_Your goal_. Copy the lines below without changing anything.

_Information shown_.
---------------

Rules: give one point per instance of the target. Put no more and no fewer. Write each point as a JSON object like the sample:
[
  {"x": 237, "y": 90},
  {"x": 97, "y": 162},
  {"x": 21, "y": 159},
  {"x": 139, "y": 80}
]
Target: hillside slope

---------------

_Written reply_.
Rules: give one point per instance of the target. Put no more and no fewer. Write each point as a JSON object like the sample:
[
  {"x": 237, "y": 90},
  {"x": 97, "y": 162},
  {"x": 21, "y": 159},
  {"x": 139, "y": 80}
]
Target: hillside slope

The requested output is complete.